Check each line of the data for "chair", and copy the ones that have it.
Top of RECORDS SUPPLIED
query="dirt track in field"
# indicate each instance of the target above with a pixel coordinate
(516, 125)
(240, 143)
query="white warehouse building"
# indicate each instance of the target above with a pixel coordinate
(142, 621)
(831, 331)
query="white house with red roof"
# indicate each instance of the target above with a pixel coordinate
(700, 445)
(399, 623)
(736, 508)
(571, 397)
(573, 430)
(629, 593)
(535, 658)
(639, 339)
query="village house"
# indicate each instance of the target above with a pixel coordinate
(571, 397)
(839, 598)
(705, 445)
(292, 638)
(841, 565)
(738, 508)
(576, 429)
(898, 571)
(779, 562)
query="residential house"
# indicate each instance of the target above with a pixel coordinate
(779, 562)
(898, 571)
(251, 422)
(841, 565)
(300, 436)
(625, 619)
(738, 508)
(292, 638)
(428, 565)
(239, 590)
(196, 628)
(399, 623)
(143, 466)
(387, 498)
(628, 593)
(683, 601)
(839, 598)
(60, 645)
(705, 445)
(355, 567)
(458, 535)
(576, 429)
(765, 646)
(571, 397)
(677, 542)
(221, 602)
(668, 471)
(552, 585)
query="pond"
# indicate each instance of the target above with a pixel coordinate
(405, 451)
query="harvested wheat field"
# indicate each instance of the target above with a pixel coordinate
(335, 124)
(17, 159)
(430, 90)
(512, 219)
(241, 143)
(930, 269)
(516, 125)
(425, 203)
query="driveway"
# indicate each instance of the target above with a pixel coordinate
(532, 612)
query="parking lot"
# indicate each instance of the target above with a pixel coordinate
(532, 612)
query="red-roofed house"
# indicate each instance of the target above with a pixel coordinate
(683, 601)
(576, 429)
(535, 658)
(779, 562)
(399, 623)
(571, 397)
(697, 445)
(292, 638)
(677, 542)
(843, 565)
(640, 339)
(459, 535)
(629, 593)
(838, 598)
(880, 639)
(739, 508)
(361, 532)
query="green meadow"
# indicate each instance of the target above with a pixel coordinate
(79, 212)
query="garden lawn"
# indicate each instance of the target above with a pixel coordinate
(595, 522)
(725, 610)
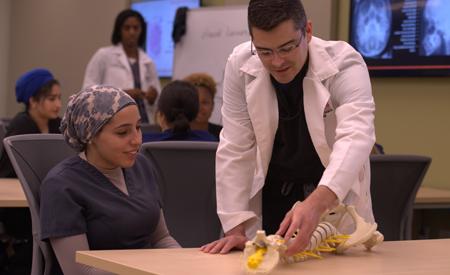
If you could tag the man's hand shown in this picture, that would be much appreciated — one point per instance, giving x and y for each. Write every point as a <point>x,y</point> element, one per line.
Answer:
<point>235,238</point>
<point>135,93</point>
<point>151,95</point>
<point>305,217</point>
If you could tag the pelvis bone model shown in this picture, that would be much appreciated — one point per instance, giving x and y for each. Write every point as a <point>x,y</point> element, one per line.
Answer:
<point>263,253</point>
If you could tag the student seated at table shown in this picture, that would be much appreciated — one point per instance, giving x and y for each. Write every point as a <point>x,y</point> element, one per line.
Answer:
<point>40,92</point>
<point>206,88</point>
<point>106,197</point>
<point>178,106</point>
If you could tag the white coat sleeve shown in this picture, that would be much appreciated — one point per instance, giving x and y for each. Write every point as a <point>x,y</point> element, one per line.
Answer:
<point>95,69</point>
<point>355,132</point>
<point>236,154</point>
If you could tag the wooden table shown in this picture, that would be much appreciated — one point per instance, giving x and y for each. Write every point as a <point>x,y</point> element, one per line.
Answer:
<point>11,193</point>
<point>402,257</point>
<point>429,197</point>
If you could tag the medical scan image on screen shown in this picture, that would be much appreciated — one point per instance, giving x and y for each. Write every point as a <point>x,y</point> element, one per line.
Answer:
<point>436,28</point>
<point>372,27</point>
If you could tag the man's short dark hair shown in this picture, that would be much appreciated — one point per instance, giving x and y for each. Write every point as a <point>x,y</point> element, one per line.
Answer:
<point>268,14</point>
<point>116,36</point>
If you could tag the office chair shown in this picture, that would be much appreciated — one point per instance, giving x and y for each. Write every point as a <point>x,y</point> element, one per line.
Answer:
<point>186,177</point>
<point>395,180</point>
<point>32,156</point>
<point>2,135</point>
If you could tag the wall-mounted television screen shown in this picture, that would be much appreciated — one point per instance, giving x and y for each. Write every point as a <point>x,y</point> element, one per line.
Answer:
<point>402,37</point>
<point>159,15</point>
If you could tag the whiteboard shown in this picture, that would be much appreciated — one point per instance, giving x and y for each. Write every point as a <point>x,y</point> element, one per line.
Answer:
<point>211,35</point>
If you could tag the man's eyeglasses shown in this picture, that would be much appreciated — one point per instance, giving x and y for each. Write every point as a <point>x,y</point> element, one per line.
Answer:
<point>282,52</point>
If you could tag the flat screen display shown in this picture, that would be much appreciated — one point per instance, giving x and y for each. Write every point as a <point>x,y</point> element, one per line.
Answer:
<point>159,15</point>
<point>402,37</point>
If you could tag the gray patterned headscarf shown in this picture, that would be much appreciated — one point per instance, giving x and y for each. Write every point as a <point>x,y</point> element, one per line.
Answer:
<point>89,110</point>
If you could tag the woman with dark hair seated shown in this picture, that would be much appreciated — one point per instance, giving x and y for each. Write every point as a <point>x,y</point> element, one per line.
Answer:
<point>206,88</point>
<point>177,107</point>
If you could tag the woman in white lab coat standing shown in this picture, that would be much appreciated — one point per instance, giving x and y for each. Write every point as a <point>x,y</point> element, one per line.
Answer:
<point>125,65</point>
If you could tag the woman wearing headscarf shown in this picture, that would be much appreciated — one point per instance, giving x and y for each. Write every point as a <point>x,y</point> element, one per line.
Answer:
<point>125,64</point>
<point>206,88</point>
<point>106,197</point>
<point>40,92</point>
<point>178,106</point>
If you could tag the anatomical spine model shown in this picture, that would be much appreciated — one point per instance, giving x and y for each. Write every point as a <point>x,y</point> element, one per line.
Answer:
<point>263,253</point>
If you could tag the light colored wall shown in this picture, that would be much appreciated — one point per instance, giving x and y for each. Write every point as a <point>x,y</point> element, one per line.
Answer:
<point>412,115</point>
<point>5,11</point>
<point>60,35</point>
<point>323,16</point>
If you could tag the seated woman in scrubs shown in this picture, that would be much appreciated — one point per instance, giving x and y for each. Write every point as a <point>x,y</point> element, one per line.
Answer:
<point>40,92</point>
<point>178,106</point>
<point>106,197</point>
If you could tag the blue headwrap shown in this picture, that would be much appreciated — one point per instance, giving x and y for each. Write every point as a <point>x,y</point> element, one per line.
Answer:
<point>89,110</point>
<point>30,83</point>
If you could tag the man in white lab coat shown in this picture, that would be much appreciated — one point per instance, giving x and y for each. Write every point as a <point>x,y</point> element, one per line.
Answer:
<point>298,117</point>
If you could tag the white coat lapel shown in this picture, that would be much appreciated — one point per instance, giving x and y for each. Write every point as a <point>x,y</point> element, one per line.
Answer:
<point>316,97</point>
<point>262,107</point>
<point>122,57</point>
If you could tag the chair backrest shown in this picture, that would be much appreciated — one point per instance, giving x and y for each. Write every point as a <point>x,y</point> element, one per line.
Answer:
<point>186,178</point>
<point>150,128</point>
<point>395,180</point>
<point>32,157</point>
<point>2,135</point>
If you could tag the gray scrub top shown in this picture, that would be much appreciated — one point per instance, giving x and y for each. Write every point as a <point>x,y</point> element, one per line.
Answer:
<point>76,198</point>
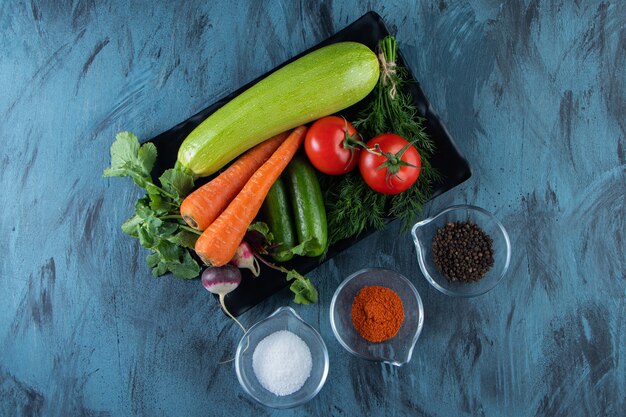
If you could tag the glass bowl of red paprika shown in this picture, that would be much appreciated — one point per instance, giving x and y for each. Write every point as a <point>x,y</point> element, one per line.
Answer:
<point>377,314</point>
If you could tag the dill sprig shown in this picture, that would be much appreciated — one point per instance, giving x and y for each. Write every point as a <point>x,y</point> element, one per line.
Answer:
<point>352,206</point>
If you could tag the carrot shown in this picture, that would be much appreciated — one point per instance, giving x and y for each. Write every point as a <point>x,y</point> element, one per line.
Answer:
<point>218,243</point>
<point>202,207</point>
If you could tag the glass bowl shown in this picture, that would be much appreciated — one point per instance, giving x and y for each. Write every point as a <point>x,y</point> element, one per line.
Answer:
<point>285,318</point>
<point>424,231</point>
<point>395,351</point>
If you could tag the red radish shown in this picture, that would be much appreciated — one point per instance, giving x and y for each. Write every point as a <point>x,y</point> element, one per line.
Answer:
<point>222,280</point>
<point>244,258</point>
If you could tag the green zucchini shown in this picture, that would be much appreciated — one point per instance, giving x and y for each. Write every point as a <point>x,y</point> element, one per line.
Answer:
<point>320,83</point>
<point>308,206</point>
<point>276,212</point>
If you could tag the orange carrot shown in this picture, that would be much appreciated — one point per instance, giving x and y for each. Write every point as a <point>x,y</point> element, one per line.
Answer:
<point>202,207</point>
<point>220,240</point>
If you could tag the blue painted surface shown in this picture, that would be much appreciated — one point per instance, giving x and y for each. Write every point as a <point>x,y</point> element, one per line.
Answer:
<point>534,93</point>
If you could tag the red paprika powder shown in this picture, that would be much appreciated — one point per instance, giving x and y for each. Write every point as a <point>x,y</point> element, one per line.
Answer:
<point>377,313</point>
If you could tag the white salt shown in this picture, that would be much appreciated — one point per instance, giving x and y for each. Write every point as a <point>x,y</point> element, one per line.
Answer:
<point>282,362</point>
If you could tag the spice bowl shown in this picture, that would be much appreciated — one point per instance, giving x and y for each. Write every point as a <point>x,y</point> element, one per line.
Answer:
<point>397,350</point>
<point>424,232</point>
<point>285,318</point>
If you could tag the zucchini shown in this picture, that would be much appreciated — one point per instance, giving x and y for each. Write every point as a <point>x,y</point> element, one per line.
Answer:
Bottom of RECORDS SUPPLIED
> **EXERCISE SOLUTION**:
If you could tag the office chair shown in this picture, that would be much appreciated — one point per instance, giving x and y for each. Write every point as a <point>x,y</point> element, one per line.
If you could tag the chair backrest shown in this picture, that would be much appreciated — one point per instance, giving x and y for each. Write every point as a <point>x,y</point> element, one per line.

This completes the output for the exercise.